**REQUIRED WORK**
Once the line containing "Place one point on every instance of the building" is located, give it again exactly, together with each line that follows it to the end of the entries, and add nothing else.

★ ★ ★

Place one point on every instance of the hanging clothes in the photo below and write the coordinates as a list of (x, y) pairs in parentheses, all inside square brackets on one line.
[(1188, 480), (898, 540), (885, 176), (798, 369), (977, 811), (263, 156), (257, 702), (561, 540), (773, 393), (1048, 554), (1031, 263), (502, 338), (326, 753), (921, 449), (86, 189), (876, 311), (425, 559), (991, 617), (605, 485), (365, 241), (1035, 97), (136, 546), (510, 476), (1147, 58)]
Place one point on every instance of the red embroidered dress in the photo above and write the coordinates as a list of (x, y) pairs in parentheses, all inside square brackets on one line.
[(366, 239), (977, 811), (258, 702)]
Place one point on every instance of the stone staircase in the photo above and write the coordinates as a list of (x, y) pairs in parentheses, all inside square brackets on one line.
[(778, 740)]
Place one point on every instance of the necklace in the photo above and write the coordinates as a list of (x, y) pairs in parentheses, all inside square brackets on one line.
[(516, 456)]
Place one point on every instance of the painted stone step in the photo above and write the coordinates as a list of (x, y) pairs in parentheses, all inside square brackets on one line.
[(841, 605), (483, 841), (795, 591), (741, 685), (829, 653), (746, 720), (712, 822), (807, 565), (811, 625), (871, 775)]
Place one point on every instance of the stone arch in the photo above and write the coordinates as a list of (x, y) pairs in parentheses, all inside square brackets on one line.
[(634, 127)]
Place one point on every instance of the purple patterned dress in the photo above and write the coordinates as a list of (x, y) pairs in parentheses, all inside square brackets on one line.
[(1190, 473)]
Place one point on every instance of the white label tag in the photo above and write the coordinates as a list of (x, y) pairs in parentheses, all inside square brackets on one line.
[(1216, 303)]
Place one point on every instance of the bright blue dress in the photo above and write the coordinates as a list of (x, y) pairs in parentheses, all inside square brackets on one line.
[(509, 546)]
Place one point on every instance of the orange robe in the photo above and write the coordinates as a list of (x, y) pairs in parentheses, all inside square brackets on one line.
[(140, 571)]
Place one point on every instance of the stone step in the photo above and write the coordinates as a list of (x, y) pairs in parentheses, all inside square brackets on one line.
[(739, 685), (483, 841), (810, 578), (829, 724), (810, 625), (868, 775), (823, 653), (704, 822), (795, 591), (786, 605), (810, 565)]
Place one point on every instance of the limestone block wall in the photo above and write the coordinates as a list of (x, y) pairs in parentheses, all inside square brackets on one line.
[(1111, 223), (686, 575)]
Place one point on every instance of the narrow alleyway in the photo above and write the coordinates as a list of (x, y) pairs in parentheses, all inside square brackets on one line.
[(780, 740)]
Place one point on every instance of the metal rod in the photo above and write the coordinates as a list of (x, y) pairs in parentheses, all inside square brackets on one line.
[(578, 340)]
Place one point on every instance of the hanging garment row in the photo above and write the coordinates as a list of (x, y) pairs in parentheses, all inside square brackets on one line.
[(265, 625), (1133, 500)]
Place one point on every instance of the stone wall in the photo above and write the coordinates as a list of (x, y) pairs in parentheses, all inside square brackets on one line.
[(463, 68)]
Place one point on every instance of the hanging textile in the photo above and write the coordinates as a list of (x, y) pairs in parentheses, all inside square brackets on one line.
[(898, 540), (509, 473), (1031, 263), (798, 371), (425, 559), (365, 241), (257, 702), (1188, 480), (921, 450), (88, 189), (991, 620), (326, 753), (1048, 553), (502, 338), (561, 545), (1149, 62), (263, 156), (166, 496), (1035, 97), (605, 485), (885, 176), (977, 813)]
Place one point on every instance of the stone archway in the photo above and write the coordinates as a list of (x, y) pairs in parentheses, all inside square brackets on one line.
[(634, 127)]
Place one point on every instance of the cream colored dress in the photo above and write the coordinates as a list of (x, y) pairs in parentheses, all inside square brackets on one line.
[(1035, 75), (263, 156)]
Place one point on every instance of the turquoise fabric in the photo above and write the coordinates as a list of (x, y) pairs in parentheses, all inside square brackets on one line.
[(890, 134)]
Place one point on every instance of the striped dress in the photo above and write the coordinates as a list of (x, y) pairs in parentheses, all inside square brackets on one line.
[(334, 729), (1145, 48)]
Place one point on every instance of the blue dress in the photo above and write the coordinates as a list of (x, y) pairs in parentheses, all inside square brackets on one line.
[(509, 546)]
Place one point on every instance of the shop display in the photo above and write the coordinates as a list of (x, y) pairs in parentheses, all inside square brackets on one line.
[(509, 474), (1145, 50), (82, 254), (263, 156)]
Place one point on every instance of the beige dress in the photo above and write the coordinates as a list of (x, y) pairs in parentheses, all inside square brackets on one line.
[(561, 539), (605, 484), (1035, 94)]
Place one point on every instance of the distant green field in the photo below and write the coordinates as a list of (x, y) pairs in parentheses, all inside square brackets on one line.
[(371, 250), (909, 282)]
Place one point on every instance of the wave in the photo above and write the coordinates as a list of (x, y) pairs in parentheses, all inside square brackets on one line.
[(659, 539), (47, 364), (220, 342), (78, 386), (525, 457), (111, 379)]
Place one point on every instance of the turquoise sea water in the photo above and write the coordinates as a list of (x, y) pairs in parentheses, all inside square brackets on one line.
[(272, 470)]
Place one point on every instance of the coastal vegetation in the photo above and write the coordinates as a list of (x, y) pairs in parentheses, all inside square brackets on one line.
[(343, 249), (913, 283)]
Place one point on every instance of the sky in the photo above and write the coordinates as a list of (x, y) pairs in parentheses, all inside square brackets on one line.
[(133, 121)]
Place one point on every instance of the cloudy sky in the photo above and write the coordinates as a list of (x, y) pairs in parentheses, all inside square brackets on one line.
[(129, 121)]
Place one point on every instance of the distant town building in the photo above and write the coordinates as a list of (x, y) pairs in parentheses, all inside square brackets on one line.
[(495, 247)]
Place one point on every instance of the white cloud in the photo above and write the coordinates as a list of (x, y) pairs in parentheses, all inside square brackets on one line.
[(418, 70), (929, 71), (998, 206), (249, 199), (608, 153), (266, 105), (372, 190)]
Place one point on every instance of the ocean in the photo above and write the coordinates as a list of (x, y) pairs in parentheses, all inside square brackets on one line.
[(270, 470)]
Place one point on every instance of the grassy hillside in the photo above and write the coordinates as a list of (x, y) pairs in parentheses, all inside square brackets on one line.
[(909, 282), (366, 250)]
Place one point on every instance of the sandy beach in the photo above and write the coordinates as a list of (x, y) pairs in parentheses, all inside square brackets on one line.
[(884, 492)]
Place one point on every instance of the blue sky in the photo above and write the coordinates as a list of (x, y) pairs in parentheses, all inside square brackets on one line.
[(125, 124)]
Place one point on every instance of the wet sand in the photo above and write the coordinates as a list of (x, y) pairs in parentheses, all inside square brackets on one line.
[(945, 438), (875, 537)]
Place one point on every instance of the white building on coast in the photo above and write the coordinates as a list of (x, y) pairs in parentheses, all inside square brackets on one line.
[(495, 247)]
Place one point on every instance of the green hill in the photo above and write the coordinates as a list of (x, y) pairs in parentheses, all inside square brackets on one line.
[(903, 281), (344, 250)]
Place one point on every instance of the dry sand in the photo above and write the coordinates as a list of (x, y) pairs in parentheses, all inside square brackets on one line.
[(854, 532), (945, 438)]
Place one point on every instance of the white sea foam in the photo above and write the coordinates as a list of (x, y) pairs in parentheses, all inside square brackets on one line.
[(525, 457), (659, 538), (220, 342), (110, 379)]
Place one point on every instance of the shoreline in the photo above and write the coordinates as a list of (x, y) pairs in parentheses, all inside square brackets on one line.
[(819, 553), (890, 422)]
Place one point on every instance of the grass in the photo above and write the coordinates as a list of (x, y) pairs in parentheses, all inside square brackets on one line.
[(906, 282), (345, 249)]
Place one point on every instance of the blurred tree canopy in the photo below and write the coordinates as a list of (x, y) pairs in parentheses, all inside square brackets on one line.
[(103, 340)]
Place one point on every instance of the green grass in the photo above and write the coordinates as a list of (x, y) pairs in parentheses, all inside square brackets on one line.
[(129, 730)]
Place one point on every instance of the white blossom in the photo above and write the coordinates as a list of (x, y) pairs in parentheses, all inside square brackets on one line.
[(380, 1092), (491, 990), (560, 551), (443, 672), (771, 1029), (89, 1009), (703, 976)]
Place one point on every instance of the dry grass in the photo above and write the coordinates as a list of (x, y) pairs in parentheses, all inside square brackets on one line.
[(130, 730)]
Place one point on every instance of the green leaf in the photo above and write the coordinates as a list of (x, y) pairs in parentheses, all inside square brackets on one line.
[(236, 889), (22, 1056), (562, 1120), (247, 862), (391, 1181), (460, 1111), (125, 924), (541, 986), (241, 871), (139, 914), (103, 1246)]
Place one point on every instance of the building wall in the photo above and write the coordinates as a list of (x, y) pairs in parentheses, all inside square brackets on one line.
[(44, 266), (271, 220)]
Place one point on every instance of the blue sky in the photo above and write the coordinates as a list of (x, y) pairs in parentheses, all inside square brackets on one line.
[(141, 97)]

★ ★ ★

**SOLVED EXERCISE**
Place one point on every instance of the building wall in the photo above and write the coordinates as a list of (x, y) pairs in parentheses, all inside square brackets on one line.
[(44, 266), (271, 220)]
Place one point on every instance of the blue sky in the photo above and write the coordinates as a list of (x, y) pairs in parentheses, all inside square brackets on one line.
[(141, 97)]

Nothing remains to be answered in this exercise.